TASK DESCRIPTION | Lines in the listing below that contain the string "trousers" are to be found and copied.

DATASET EXCERPTS |
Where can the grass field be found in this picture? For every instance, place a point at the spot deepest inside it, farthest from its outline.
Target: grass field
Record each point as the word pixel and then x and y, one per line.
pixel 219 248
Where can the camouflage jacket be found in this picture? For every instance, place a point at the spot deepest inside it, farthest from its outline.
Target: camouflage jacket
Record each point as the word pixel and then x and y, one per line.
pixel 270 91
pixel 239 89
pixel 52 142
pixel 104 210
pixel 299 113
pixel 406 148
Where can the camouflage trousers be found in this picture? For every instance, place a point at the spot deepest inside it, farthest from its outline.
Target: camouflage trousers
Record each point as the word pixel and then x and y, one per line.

---

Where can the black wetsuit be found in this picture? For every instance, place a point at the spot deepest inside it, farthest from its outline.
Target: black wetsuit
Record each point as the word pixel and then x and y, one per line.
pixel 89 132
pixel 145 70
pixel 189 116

* * *

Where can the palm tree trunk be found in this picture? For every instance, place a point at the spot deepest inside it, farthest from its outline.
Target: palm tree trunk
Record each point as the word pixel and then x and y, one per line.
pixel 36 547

COMPLETED EXERCISE |
Where can the camouflage trousers be found in this picture? For every instance, place a point at the spot deepest inside it, farthest from its outline.
Target: camouflage trousers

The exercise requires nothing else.